— Begin Data —

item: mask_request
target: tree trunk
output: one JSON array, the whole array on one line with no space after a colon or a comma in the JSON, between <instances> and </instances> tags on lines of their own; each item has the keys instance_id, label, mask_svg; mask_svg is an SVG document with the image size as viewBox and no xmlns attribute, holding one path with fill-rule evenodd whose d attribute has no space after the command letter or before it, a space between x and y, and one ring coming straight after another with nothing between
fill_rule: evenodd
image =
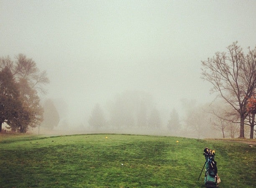
<instances>
[{"instance_id":1,"label":"tree trunk","mask_svg":"<svg viewBox=\"0 0 256 188\"><path fill-rule=\"evenodd\" d=\"M239 138L241 139L244 138L244 117L243 116L241 116L240 118L240 136Z\"/></svg>"},{"instance_id":2,"label":"tree trunk","mask_svg":"<svg viewBox=\"0 0 256 188\"><path fill-rule=\"evenodd\" d=\"M255 121L255 114L252 115L252 122L251 123L251 132L250 133L250 139L253 139L253 133L254 133L254 123Z\"/></svg>"},{"instance_id":3,"label":"tree trunk","mask_svg":"<svg viewBox=\"0 0 256 188\"><path fill-rule=\"evenodd\" d=\"M223 135L223 138L225 139L225 135L224 134L224 129L222 129L222 135Z\"/></svg>"}]
</instances>

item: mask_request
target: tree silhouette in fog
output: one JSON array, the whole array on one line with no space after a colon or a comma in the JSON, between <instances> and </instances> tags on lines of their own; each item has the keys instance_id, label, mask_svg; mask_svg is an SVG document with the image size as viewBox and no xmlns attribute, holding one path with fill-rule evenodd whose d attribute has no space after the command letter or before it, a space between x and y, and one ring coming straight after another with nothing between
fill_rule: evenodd
<instances>
[{"instance_id":1,"label":"tree silhouette in fog","mask_svg":"<svg viewBox=\"0 0 256 188\"><path fill-rule=\"evenodd\" d=\"M52 100L47 99L43 105L43 121L42 126L49 129L52 130L58 126L59 122L59 112Z\"/></svg>"},{"instance_id":2,"label":"tree silhouette in fog","mask_svg":"<svg viewBox=\"0 0 256 188\"><path fill-rule=\"evenodd\" d=\"M103 111L99 104L97 103L94 106L88 123L90 126L96 128L102 128L106 126L106 121Z\"/></svg>"},{"instance_id":3,"label":"tree silhouette in fog","mask_svg":"<svg viewBox=\"0 0 256 188\"><path fill-rule=\"evenodd\" d=\"M176 134L181 129L181 124L179 114L173 108L170 114L170 119L168 121L167 127L171 131L172 134Z\"/></svg>"}]
</instances>

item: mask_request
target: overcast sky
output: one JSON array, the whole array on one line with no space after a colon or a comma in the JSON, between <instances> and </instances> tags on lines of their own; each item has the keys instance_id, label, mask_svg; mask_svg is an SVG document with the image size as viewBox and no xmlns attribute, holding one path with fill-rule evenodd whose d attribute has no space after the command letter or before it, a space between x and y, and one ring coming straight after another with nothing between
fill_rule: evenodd
<instances>
[{"instance_id":1,"label":"overcast sky","mask_svg":"<svg viewBox=\"0 0 256 188\"><path fill-rule=\"evenodd\" d=\"M171 112L212 100L201 60L254 47L256 18L256 0L0 0L0 56L33 58L76 119L126 90Z\"/></svg>"}]
</instances>

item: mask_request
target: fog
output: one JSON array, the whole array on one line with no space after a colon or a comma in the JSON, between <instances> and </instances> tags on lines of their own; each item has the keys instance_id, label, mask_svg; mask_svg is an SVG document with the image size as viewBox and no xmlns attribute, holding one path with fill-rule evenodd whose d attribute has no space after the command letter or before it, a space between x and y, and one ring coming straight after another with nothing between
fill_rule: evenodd
<instances>
[{"instance_id":1,"label":"fog","mask_svg":"<svg viewBox=\"0 0 256 188\"><path fill-rule=\"evenodd\" d=\"M97 104L109 120L129 92L150 96L166 125L173 109L182 119L184 100L213 101L201 61L236 41L254 47L256 11L255 0L0 0L0 56L46 70L41 98L54 101L57 130L86 130Z\"/></svg>"}]
</instances>

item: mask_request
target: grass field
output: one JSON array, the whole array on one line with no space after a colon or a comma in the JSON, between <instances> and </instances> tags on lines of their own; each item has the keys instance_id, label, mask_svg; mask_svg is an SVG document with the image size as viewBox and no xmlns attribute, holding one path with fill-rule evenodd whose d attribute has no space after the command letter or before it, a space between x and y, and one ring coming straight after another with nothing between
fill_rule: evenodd
<instances>
[{"instance_id":1,"label":"grass field","mask_svg":"<svg viewBox=\"0 0 256 188\"><path fill-rule=\"evenodd\" d=\"M126 135L0 139L0 188L203 188L206 147L216 151L220 188L256 187L256 147L242 143Z\"/></svg>"}]
</instances>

— End Data —

Please pull out every line in the rows above that contains the string "target".

target: tree trunk
target: tree silhouette in fog
target: overcast sky
target: fog
target: grass field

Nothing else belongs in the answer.